**EXERCISE AIM**
Rewrite all of the items below with "Pick out" switched to "Mark" and everything else unchanged. Leave the pictures out of your answer.
######
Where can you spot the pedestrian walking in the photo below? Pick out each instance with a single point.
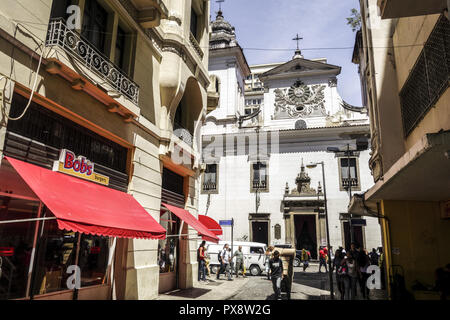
(222, 265)
(351, 279)
(239, 261)
(225, 262)
(201, 262)
(322, 260)
(305, 256)
(373, 255)
(207, 260)
(276, 271)
(337, 262)
(268, 256)
(363, 263)
(381, 266)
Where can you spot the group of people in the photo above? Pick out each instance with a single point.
(351, 270)
(225, 258)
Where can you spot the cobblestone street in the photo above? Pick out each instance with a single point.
(309, 285)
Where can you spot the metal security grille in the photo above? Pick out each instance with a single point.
(429, 78)
(51, 129)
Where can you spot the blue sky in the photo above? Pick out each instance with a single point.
(273, 24)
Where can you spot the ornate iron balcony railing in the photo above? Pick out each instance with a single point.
(183, 134)
(346, 182)
(209, 185)
(74, 44)
(195, 45)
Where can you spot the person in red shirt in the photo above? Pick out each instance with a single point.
(323, 259)
(201, 262)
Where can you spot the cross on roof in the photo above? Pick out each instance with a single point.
(297, 38)
(220, 4)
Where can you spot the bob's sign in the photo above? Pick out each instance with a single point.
(79, 167)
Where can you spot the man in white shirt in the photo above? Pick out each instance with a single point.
(226, 259)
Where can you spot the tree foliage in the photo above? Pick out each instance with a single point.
(354, 20)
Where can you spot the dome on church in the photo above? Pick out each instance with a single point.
(223, 35)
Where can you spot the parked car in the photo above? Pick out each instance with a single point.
(254, 255)
(298, 253)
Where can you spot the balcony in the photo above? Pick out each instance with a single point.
(195, 45)
(150, 12)
(346, 182)
(209, 186)
(391, 9)
(73, 44)
(183, 134)
(428, 79)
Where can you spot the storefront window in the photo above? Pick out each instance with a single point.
(168, 248)
(16, 244)
(93, 259)
(56, 252)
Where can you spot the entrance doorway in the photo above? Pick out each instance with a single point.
(260, 231)
(305, 233)
(357, 235)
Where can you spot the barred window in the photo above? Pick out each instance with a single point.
(348, 173)
(429, 78)
(259, 176)
(210, 178)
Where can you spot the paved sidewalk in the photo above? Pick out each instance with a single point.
(214, 290)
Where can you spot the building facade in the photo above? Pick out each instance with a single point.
(403, 55)
(122, 84)
(270, 122)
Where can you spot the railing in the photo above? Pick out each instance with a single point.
(209, 186)
(429, 78)
(74, 44)
(346, 182)
(195, 45)
(172, 198)
(183, 134)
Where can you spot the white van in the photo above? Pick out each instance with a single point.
(254, 255)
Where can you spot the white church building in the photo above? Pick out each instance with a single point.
(263, 144)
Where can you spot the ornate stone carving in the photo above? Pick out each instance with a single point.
(303, 182)
(332, 82)
(300, 100)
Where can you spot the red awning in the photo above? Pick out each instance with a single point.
(188, 218)
(87, 207)
(211, 224)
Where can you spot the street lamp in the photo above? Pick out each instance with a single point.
(330, 271)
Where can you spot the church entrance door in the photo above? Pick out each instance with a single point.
(305, 233)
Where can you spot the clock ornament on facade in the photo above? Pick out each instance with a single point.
(299, 100)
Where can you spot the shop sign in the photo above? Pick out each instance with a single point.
(79, 167)
(226, 222)
(6, 251)
(359, 222)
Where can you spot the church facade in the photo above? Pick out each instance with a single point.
(263, 145)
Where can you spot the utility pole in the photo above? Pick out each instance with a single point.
(330, 270)
(349, 191)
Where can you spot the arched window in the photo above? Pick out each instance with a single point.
(277, 231)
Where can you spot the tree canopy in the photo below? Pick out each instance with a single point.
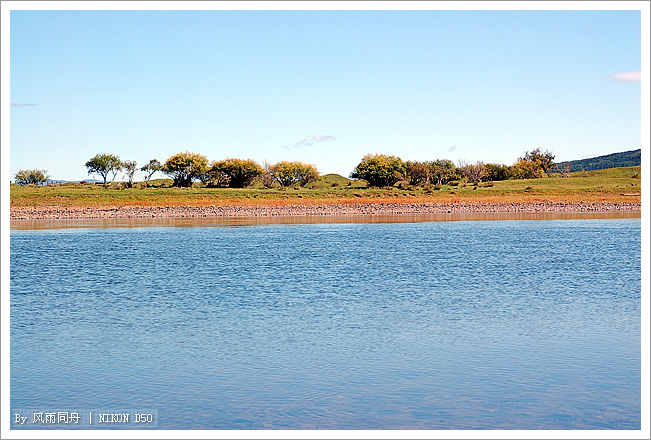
######
**ANSWER BELOW**
Where can you spot the pedestrian walking in the photo below? Mark each instance with a single point.
(222, 265)
(351, 279)
(239, 261)
(225, 262)
(201, 262)
(322, 260)
(305, 256)
(373, 255)
(207, 260)
(276, 271)
(337, 262)
(268, 256)
(363, 263)
(381, 266)
Where can you spot the group of people in the photo above? Mark each instance with a single point.
(351, 270)
(225, 258)
Where can you spot the cobblestone street in the photo above? Mark each instance with a single point.
(309, 285)
Where can you spot the metal security grille in the photo above? Mark each instance with a single point.
(429, 78)
(51, 129)
Where can you spot the blue sky in the photo above? Mark each instance with a single point.
(273, 24)
Where can you spot the ornate iron balcony railing in the photo above? Mark each instance with a single point.
(183, 134)
(346, 182)
(209, 185)
(74, 44)
(195, 45)
Where can you spot the person in red shirt in the photo above? Mark each instance with a single point.
(323, 259)
(201, 262)
Where can you spot the cross on roof in the photo above? Mark each instance with a single point.
(297, 38)
(220, 4)
Where can you spot the bob's sign in the photo above? Mark each instance with a single point.
(79, 167)
Where can you spot the man in white shirt in the photo above? Mark each instance with a single point.
(226, 259)
Where can you spot the tree foliage in the photo above? Mark each instance with a single point.
(354, 20)
Where can you spot the dome on church in the photo above? Mark each instance with a single point.
(223, 35)
Where can you spot the parked car in the photo above? Mark each instance with a single point.
(254, 255)
(298, 253)
Where can you spot the balcony in the photo above? Mark each instance with a single point.
(195, 45)
(150, 12)
(346, 182)
(209, 186)
(391, 9)
(73, 44)
(183, 134)
(428, 79)
Where can you spot the storefront window in the photo above? Mark each instance with a single point.
(168, 248)
(16, 244)
(93, 259)
(56, 252)
Where can you spot the entrance doorway in the photo above? Mark each instance with a single point.
(260, 231)
(305, 233)
(357, 235)
Where can you spot the barred window in the photo above? Mark each instance with a single point.
(348, 173)
(429, 78)
(259, 176)
(210, 178)
Where can you spot the paved sidewalk in the photo above? Mark each instance with a single point.
(214, 290)
Where can you spot the building facade in the photo above? Mark each instance with a single point.
(403, 55)
(122, 84)
(270, 122)
Where can you spot the railing in the photo above? Mark each instance with a single point.
(209, 186)
(429, 78)
(74, 44)
(346, 182)
(195, 45)
(172, 198)
(183, 134)
Where can you spot the white van in the photo above? Mark each instance with a single point.
(254, 255)
Where can you spot the white church building in the photo above? Mark each instance with a single point.
(263, 144)
Where can you spot the ornate stone carving in the photo above? Mark each instance with a single point.
(303, 182)
(332, 82)
(300, 100)
Where can you spot the red awning in the photo above? Mark each instance with a single point.
(188, 218)
(87, 207)
(211, 224)
Where can you spot the street lamp in the photo above? Mark each instance with a single point.
(330, 271)
Where can you spot the church entrance door in the photo above? Mark each instance with a single point.
(305, 233)
Where can you spot the clock ornament on facade in the photo above? Mark each instance with a single point.
(299, 100)
Where can you spot the shop sign in the photo above? Mark each instance with a single point.
(79, 167)
(226, 222)
(6, 251)
(359, 222)
Where can you spot the church facade in the photo above? Mark each instance with a single point.
(263, 145)
Where can you spot the utility pole in the photo above? Mark each instance with a single point.
(330, 270)
(349, 191)
Where can you spot the arched window in the photo above? Mark each instance with a single point.
(277, 231)
Where can you spot the tree canopy in the photo below? Mark each instance with a single point.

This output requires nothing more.